Action item -
Make an exact copy of the records, with the images left out.

Items from a dataset:
== Segment start ==
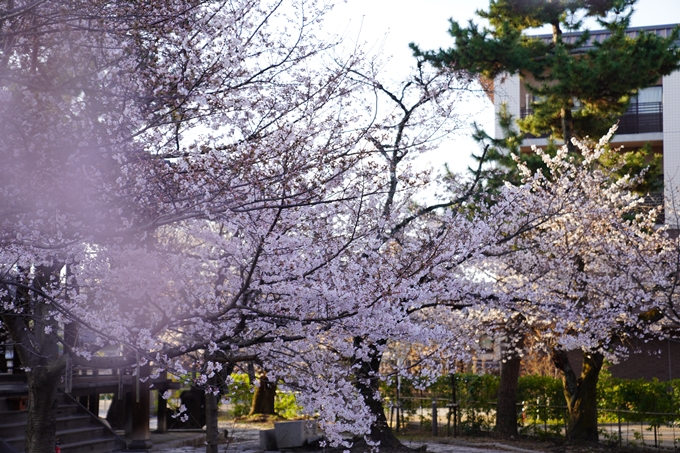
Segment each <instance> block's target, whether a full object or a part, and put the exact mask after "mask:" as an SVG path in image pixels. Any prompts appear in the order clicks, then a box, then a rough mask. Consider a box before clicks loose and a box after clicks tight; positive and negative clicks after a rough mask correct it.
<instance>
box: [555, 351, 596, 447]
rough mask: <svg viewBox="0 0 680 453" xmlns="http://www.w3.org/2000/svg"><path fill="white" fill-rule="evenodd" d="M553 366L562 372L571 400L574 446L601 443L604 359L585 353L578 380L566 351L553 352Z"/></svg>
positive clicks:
== Segment end ==
Written solution -
Segment each <instance> block's target, whether a full object or a part, and put the exact mask after "mask:" as an SVG path in image pixels. Any prompts appear in the order clicks, then a box, then a rough mask. Consider a box before clicks loose and a box after clicks tight; positive and negative clicks after a rough mask correct it.
<instance>
box: [555, 351, 596, 447]
rough mask: <svg viewBox="0 0 680 453" xmlns="http://www.w3.org/2000/svg"><path fill="white" fill-rule="evenodd" d="M553 366L562 372L571 400L574 446L601 443L604 359L585 353L578 380L566 351L553 352Z"/></svg>
positive clicks:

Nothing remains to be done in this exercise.